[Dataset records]
--------------------------------
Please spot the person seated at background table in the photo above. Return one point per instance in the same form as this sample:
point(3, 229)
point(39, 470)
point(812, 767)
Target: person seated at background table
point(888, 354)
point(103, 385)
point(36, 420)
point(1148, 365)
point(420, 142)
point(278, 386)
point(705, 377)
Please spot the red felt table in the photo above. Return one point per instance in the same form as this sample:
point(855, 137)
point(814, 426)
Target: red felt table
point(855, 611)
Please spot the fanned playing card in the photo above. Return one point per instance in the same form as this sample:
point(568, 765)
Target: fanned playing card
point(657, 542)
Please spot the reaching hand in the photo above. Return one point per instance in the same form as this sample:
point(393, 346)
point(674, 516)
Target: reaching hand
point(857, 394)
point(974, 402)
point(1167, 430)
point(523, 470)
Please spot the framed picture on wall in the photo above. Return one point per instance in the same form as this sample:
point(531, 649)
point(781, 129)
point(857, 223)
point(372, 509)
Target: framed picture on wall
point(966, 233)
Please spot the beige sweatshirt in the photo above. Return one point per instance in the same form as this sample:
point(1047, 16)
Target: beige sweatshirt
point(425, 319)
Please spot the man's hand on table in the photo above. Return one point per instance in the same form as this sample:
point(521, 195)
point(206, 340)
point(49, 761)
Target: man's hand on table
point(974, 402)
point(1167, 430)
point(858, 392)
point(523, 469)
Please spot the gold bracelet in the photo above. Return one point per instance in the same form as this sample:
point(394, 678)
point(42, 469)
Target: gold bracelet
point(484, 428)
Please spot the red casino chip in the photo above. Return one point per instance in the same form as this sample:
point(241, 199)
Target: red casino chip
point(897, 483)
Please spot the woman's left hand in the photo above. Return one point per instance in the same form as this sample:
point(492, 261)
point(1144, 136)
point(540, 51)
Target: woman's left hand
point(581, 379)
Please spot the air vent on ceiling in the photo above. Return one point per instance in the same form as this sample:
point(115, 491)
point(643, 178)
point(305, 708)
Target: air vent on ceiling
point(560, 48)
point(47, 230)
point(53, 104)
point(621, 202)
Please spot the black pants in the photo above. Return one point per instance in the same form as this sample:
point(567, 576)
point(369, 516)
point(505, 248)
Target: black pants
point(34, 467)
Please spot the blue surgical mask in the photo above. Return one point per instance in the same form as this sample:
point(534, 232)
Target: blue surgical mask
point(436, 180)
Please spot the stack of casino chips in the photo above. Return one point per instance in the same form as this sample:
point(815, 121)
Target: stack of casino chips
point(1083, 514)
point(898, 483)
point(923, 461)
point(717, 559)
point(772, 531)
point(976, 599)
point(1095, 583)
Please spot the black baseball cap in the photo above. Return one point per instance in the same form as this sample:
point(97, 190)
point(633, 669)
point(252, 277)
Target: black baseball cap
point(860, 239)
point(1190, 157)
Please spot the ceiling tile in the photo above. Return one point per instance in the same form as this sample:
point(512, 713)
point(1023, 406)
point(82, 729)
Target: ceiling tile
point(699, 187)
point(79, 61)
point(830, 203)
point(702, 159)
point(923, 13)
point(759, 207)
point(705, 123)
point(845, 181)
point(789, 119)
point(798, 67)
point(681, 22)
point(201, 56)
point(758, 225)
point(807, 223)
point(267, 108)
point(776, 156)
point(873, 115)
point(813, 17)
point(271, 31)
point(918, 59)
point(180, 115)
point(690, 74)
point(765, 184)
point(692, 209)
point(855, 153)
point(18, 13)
--------------------------------
(What you should do) Return every line of the listing above without any change.

(The response)
Please spot the person seated at background table in the photo above. Return one point per instance in the same form as this sample:
point(3, 229)
point(39, 470)
point(812, 767)
Target: person seated at background table
point(888, 354)
point(103, 385)
point(36, 420)
point(1148, 365)
point(420, 142)
point(278, 386)
point(705, 377)
Please spot the red felt table in the photo above. Return one point per instance in the same form as this sample:
point(855, 137)
point(814, 426)
Target: red felt table
point(855, 611)
Please spot the fanned playing card in the photo above. Return one point per instance in the same form as this sample:
point(568, 765)
Target: fanned playing card
point(657, 542)
Please spot the reaching hand in the photo above. Return one point per instance in the same form as this sample:
point(393, 346)
point(674, 516)
Target: reaching hand
point(857, 394)
point(974, 402)
point(1167, 430)
point(523, 470)
Please spot the framed picture on wall in the photo above. Return one point per instance in the same form as this sample:
point(531, 649)
point(781, 129)
point(857, 223)
point(372, 509)
Target: framed picture on wall
point(966, 233)
Please spot the beige sweatshirt in the photo above. Return one point per instance in the same form as this sample:
point(1047, 16)
Target: beige sweatshirt
point(425, 319)
Please spot the man's hand on table in the photo above. Return one point per instance in the same form as this sample:
point(521, 195)
point(206, 340)
point(49, 761)
Target: man's hand on table
point(974, 402)
point(1167, 430)
point(858, 392)
point(523, 469)
Please spot the gold bracelet in the photo above. Return one point per instance in the same form as this sample:
point(394, 678)
point(42, 469)
Target: gold bracelet
point(484, 428)
Please spot the red casino chip in the photo above. Return one point per instance in the same form as this sample:
point(241, 199)
Target: red casino chip
point(897, 483)
Please spot the woman's left hand in the photo above. Return one point per instance in the same form as this sample:
point(492, 261)
point(1144, 136)
point(540, 51)
Target: woman's left hand
point(581, 379)
Please spot the air vent on ceiling in the photo above. Return one point per instance in the same form as this sample:
point(115, 491)
point(643, 178)
point(305, 708)
Target: air vent on ceiling
point(560, 48)
point(47, 230)
point(53, 104)
point(621, 202)
Please spot the black pants in the photo above. Return one point per instance in the same form as this sample:
point(567, 576)
point(369, 516)
point(505, 248)
Target: black pants
point(34, 467)
Please spot the blue surgical mask in the photo above. Return one point per instance in the same form as this sample:
point(534, 232)
Target: blue surgical mask
point(436, 180)
Please spot the stack of casino chips in the photo above. Return one point per instance in the same form as this sample:
point(815, 121)
Target: stack of casino chips
point(1083, 514)
point(898, 483)
point(923, 461)
point(717, 559)
point(772, 531)
point(976, 599)
point(1095, 583)
Please spot the black baseball cap in the photo above. Return one point per instance in the same form as this sample:
point(97, 190)
point(633, 669)
point(252, 277)
Target: black baseball cap
point(860, 239)
point(1190, 157)
Please spot the ceiling tile in the photo above. Return one point per instance in the same form as this sample:
point(512, 713)
point(1023, 406)
point(82, 729)
Target: ceiling tile
point(699, 187)
point(79, 61)
point(830, 203)
point(702, 159)
point(923, 13)
point(759, 207)
point(705, 123)
point(845, 181)
point(789, 119)
point(798, 67)
point(681, 22)
point(201, 56)
point(758, 225)
point(807, 223)
point(267, 108)
point(776, 156)
point(873, 115)
point(813, 17)
point(271, 31)
point(918, 59)
point(180, 115)
point(690, 74)
point(765, 184)
point(692, 209)
point(855, 153)
point(18, 13)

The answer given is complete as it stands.